(Dataset records about object locations)
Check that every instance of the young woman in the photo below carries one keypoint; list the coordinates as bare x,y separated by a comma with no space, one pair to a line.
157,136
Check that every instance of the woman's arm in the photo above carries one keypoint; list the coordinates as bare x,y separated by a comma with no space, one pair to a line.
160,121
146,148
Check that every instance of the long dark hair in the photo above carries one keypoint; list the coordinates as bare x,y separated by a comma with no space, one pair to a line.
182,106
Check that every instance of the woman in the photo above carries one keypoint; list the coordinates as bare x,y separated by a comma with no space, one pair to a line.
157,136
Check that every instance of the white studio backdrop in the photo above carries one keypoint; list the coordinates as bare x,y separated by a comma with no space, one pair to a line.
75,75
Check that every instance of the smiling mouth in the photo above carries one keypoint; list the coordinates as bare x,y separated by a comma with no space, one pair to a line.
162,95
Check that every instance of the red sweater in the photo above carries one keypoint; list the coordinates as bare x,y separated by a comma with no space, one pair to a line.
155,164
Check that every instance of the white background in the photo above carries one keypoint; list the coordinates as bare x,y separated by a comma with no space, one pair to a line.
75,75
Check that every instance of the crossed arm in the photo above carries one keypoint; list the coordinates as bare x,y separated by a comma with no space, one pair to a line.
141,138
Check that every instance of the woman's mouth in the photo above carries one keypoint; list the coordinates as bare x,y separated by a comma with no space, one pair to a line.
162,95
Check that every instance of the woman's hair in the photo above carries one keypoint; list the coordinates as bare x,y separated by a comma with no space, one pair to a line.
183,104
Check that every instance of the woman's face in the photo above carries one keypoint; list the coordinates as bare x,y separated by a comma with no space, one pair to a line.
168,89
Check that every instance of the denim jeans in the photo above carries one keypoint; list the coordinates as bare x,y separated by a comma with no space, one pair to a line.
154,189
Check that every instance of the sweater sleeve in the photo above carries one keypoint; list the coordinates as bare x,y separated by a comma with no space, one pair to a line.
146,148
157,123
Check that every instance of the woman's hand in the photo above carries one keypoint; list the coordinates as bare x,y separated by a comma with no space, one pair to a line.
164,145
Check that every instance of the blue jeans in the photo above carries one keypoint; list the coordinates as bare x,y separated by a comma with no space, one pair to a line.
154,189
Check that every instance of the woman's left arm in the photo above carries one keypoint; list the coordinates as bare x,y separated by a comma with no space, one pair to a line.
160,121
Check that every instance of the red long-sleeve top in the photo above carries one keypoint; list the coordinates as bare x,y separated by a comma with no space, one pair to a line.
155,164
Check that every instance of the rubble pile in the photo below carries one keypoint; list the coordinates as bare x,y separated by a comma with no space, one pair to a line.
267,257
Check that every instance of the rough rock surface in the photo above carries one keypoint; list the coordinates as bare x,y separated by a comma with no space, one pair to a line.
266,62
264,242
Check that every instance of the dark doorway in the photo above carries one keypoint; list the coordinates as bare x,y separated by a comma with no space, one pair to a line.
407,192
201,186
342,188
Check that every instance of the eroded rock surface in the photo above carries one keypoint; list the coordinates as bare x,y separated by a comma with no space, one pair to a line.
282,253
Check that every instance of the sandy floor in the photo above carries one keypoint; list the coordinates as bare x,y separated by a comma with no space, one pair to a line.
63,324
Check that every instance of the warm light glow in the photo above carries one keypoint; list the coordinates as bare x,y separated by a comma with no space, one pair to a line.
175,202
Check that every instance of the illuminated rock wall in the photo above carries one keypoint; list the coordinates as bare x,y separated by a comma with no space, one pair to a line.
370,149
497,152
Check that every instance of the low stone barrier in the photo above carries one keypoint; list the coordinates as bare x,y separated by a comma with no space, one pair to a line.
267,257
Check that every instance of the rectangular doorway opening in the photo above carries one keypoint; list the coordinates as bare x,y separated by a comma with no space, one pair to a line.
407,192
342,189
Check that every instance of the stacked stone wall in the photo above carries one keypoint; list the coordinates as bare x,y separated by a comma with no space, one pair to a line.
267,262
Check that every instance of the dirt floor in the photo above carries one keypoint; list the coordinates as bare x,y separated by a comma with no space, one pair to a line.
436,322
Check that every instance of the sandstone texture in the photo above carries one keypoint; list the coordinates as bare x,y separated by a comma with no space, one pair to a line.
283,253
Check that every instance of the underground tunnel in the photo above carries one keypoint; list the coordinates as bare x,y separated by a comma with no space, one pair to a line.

TASK OBJECTIVE — Copy down the material exactly as written.

WRITTEN RESPONSE —
Check that every instance of the young woman in the photo below carries one keypoint; list the coordinates as bare x,y separated by a comma with no space, one pair to a line.
157,136
Check that every instance of the woman's arm in the photo above carries one keypoint; list the coordinates as bare x,y separated by a comma with no space, one pair to a line.
160,121
146,148
Check that every instance of the long dark hair in the photo above carries one keypoint; list the coordinates as bare x,y separated by a comma with no space, one pair to a line.
182,106
Check that every instance of the woman in the photo above carries one keypoint; list the coordinates as bare x,y separated by a comma with no space, one pair to a line.
157,136
Check that every instance of the white studio backdrop in the photo above carries one keypoint; list the coordinates as bare x,y separated by a comma with no space, one pair to a line.
75,75
Check that every instance of the smiling mouth in the photo above carries one keypoint; list the coordinates as bare x,y separated by a comma with no space, one pair to a line.
162,95
Check that every instance of the red sweater in the photo above carries one keypoint; list the coordinates as bare x,y separated by a comma with no space, one pair to a line.
155,164
Check that every instance of the white background in the photo above carries one keypoint; list the coordinates as bare x,y separated by a comma with no space, one pair to a line.
75,75
Check that every instance of the crossed arm in the photo above carries one keypoint; list the coordinates as bare x,y separated by a comma with no space, one pair to a line.
141,138
Check that every instance of the woman's mouth in the photo above carries one keypoint; list the coordinates as bare x,y separated by a comma with no space, one pair to a line.
162,95
Check that every instance of the woman's hair in the photo above carries one keypoint; list the coordinates as bare x,y separated by a comma with no space, one pair to a line.
183,104
Check that every instance of the woman's face in the photo above carries one keypoint; list the coordinates as bare x,y separated by a comma with no space, one pair to a line.
168,89
Check that every instance of the denim jeans in the photo above carries one keypoint; list the coordinates as bare x,y separated by a comma with no space, one pair to a line.
154,189
Check that every instance of the sweater sleeve in the photo above carries one keypoint; list the coordinates as bare x,y separated by a comma with no space, one pair to a line.
146,148
157,123
Check that every instance of the woman's hand in the photo above carries one keypoint; list the coordinates as bare x,y separated by a comma with no space, one pair to a line.
164,145
Check that every instance of the blue jeans in the photo above carries one keypoint; list the coordinates as bare x,y separated by a comma with no space, one pair to a line.
154,189
Check that every instance of the woman's left arm in the photo above carries one keypoint; list the coordinates as bare x,y separated by a comma with no space, one pair to a line.
160,121
Check that every instance of the red long-sleeve top in the photo above carries one keypoint; list the coordinates as bare x,y separated by a comma with no space, one pair to a line.
155,164
Check that every instance of the rubble pile in the photo below carries one keypoint; list the coordinates as bare x,y separated by a comma with no space, one pair to a line.
267,257
Check that every instance of the rough rock surface in the photo above carries one keypoint; list the coordinates as bare x,y separated by a comma with no space, one pair to a line.
266,62
264,242
Check that every instance of the dark doorway in the photo above carries one keypoint; list the coordinates as bare x,y separated by a comma with no space, one pair to a line.
407,192
201,186
342,188
Check that every instance of the eroded rock surface in the photo above carries one keypoint; list the coordinates as bare x,y separated by a comma with no space, one pair to a line.
282,253
Check that every instance of the sandy floor in the photo above carries one keypoint; list the coordinates as bare x,y separated by a comma with no space, one pair to a line.
63,324
Check that every instance of the warm light glow in the photo above carries one keypoint; list the coordinates as bare x,y separated by a comma with no space, one pair to a line.
175,202
Check that every instance of the illuminated rock wall in the photo above carries one keypoint; list the coordinates as bare x,y separated by a comma with no space, one pair to a line.
370,149
497,152
Check that every instance of the low stone barrier in the photo above carries one keypoint; list the coordinates as bare x,y separated by a comma with no space, one pair to a line.
267,257
Check that every instance of the rectangular doorway opening in the photo above carries one keypoint; list the coordinates as bare x,y separated by a comma with no space, one pair to a line.
407,192
342,189
Check that every instance of the stacked stone wall in the photo above carries one keypoint; list the coordinates as bare x,y separated by a comma with no space, one pair to a line.
267,262
Check that every instance of the dirt floor in the photo above carries one keypoint; list the coordinates as bare x,y separated by a comma with no space, one pair to a line.
436,322
Check that every instance of the sandstone texture in the photo above carries one keypoint; list the coordinates as bare x,y separated by a comma with no space, one pair to a line.
283,253
Check that every instance of the underground tunnel in the photo above carries one keypoint; list the coordinates as bare x,y separated by a comma with no space, one pair to a line.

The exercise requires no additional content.